Task statement: Give every line below again, exactly.

Records:
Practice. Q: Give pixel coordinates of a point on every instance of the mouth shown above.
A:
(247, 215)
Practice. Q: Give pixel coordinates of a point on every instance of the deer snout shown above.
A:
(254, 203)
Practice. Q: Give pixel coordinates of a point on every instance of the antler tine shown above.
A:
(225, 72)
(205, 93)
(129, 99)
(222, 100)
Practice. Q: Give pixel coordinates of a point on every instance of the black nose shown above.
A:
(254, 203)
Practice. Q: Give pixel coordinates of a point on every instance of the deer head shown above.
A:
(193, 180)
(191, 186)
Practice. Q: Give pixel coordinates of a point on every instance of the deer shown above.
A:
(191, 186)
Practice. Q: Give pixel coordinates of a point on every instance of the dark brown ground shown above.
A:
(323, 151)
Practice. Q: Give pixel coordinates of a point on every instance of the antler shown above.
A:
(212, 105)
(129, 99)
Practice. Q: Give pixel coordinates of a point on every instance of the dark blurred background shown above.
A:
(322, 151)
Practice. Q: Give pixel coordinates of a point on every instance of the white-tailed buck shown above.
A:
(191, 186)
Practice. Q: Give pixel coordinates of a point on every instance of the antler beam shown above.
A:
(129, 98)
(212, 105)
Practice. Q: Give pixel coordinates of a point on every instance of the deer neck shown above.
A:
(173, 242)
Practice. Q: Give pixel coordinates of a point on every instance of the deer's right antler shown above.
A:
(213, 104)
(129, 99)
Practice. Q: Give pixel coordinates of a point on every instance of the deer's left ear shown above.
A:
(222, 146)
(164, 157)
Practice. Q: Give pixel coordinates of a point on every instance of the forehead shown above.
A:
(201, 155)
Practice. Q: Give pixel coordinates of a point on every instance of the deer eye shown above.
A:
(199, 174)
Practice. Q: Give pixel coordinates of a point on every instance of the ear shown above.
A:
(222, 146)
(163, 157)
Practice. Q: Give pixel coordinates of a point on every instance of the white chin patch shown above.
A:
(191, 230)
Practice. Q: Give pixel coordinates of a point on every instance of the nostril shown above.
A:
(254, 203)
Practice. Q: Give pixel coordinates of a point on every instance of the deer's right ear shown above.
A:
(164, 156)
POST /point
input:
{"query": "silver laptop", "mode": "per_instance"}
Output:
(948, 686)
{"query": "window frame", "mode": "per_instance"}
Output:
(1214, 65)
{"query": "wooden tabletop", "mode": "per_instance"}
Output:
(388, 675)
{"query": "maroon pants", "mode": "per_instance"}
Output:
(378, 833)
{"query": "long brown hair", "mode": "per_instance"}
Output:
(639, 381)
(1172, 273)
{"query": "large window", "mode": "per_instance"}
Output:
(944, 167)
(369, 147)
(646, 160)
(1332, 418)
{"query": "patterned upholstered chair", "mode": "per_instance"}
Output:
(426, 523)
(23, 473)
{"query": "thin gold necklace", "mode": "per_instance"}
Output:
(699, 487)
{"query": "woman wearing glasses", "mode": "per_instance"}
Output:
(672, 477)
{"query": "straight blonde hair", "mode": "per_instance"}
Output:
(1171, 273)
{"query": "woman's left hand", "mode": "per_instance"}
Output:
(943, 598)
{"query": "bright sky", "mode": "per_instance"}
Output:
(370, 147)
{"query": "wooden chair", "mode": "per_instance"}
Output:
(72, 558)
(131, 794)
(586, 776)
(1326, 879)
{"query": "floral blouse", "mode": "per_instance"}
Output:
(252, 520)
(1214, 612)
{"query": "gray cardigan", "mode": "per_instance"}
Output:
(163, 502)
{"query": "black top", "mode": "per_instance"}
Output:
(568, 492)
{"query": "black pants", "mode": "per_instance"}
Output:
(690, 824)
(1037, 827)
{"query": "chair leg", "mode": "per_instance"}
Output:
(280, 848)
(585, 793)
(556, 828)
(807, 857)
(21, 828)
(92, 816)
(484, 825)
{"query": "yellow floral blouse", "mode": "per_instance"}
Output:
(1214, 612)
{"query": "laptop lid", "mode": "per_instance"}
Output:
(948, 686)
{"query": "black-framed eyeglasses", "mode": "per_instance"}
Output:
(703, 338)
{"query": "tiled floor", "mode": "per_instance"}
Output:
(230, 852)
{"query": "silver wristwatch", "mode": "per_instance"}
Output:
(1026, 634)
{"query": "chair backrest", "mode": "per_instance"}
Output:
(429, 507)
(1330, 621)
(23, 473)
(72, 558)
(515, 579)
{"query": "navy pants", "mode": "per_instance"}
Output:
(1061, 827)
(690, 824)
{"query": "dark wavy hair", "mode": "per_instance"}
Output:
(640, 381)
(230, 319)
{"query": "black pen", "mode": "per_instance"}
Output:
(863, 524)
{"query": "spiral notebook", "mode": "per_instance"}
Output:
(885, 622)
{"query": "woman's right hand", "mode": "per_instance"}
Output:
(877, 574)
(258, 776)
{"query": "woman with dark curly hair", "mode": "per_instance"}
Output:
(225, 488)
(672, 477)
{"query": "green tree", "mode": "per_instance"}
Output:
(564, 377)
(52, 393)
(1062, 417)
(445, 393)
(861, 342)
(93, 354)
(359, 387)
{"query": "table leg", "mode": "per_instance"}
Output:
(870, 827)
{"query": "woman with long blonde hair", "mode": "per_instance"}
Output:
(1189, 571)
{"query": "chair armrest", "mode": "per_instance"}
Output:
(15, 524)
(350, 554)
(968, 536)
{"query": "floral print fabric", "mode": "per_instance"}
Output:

Solution for this task:
Practice. Q: Give pixel coordinates of a point on every instance of the mouth shown above.
A:
(247, 215)
Practice. Q: Give pixel coordinates of a point on every instance of the deer snout shown above.
A:
(254, 203)
Practice. Q: Give pixel coordinates of a point on every instance of the antler tine shown above.
A:
(225, 72)
(205, 93)
(129, 99)
(222, 100)
Practice. Q: Give pixel coordinates of a point on every instance of the black nose shown above.
A:
(254, 203)
Practice. Q: Give pixel coordinates of a point on every instance of the deer head shown above.
A:
(193, 180)
(191, 186)
Practice. Q: Give pixel coordinates of a point on every instance of the deer shown above.
A:
(191, 186)
Practice. Q: Give pixel coordinates of a point on every instance of the dark brown ground shown above.
A:
(323, 151)
Practice. Q: Give pixel coordinates of a point on every instance of the antler shown above.
A:
(212, 105)
(129, 99)
Practice. Q: Give pixel coordinates of a point on every instance of the dark blurred background shown above.
A:
(322, 151)
Practice. Q: Give pixel coordinates of a point on every instance of the white-tailed buck shown above.
A:
(191, 186)
Practice. Q: Give pixel coordinates of a point on every instance of the antler beam shown above.
A:
(129, 98)
(212, 105)
Practice. Q: Give pixel coordinates of a point on every instance of the deer neck shown above.
A:
(173, 242)
Practice. Q: Give pixel coordinates of a point on every instance of the deer's right antler shown above.
A:
(213, 104)
(129, 99)
Practice. Q: Give pixel coordinates of a point on every instance of the deer's left ear shown above.
A:
(222, 146)
(164, 157)
Practice. Q: Give pixel coordinates of a point on every instance of the forehead shown above.
A:
(201, 155)
Practice. Q: Give pixel coordinates of a point on every instance of the deer eye shown above.
A:
(199, 174)
Practice. Q: Give pixel coordinates of a point on every instance of the ear shown above.
A:
(222, 146)
(163, 157)
Practice. Q: Give pixel coordinates of a point on every instance of the white chin patch shown above.
A:
(191, 230)
Practice. Q: Give pixel coordinates of a point on every instance of the nostril shown above.
A:
(254, 203)
Practice. Q: Give pixel coordinates of a point on every instance of the deer's right ear shown above.
A:
(164, 156)
POST /point
input:
{"query": "silver laptop", "mode": "per_instance"}
Output:
(948, 686)
{"query": "window frame", "mode": "per_instance"}
Output:
(1214, 65)
{"query": "wooden tabletop", "mode": "per_instance"}
Output:
(388, 675)
{"query": "maroon pants", "mode": "per_instance"}
Output:
(378, 833)
{"query": "long brown hair", "mode": "per_instance"}
Output:
(639, 381)
(1172, 273)
{"query": "large window", "mode": "per_instance"}
Output:
(944, 167)
(369, 147)
(646, 160)
(1332, 418)
{"query": "patterned upholstered chair", "mode": "per_instance"}
Output:
(426, 523)
(23, 473)
{"query": "thin gold necklace", "mode": "per_instance"}
Output:
(699, 487)
{"query": "woman wearing glasses", "mode": "per_instance"}
Output:
(672, 477)
{"query": "straight blonde hair", "mode": "per_instance"}
Output:
(1171, 273)
{"query": "woman's left hand", "mode": "per_instance"}
Output:
(943, 598)
{"query": "bright sky", "mode": "per_instance"}
Output:
(370, 147)
{"query": "wooden chair", "mode": "per_instance"}
Output:
(72, 558)
(131, 794)
(586, 776)
(1326, 879)
{"query": "floral blouse", "mode": "per_instance"}
Output:
(252, 520)
(1214, 612)
{"query": "gray cardigan", "mode": "per_instance"}
Output:
(163, 502)
{"query": "black top", "mode": "per_instance"}
Output:
(568, 492)
{"query": "black pants", "mode": "per_instance"}
Output:
(690, 824)
(1037, 827)
{"query": "chair leg", "mode": "per_instance"}
Output:
(280, 848)
(585, 793)
(556, 828)
(807, 857)
(21, 828)
(92, 816)
(484, 825)
{"query": "yellow floral blouse", "mode": "per_instance"}
Output:
(1214, 612)
{"query": "laptop lid", "mode": "per_instance"}
Output:
(948, 686)
{"query": "black-framed eyeglasses", "mode": "per_instance"}
Output:
(703, 338)
{"query": "tiled floor", "mode": "per_instance"}
Output:
(230, 852)
{"query": "silver wristwatch", "mode": "per_instance"}
Output:
(1026, 634)
{"query": "chair backrest", "mode": "per_instance"}
Output:
(429, 507)
(1330, 621)
(23, 473)
(72, 558)
(515, 579)
{"query": "navy pants", "mode": "per_instance"}
Output:
(1061, 827)
(690, 824)
{"query": "dark wavy hair", "mode": "per_instance"}
Output:
(640, 381)
(230, 319)
{"query": "black pen", "mode": "per_instance"}
Output:
(863, 524)
{"query": "spiral notebook", "mode": "per_instance"}
Output:
(885, 622)
{"query": "woman's right hand", "mode": "per_instance"}
Output:
(877, 574)
(258, 776)
{"query": "woman with dark curly hair", "mode": "per_instance"}
Output:
(225, 488)
(672, 477)
{"query": "green tree", "mode": "per_instance"}
Output:
(564, 377)
(52, 393)
(1062, 417)
(445, 393)
(861, 342)
(93, 354)
(359, 387)
{"query": "table leg", "mode": "per_instance"}
Output:
(870, 827)
{"query": "woman with long blonde hair", "mode": "per_instance"}
Output:
(1189, 571)
{"query": "chair armrest", "mode": "per_instance"}
Output:
(15, 524)
(350, 554)
(968, 536)
{"query": "floral print fabric", "mode": "per_instance"}
Output:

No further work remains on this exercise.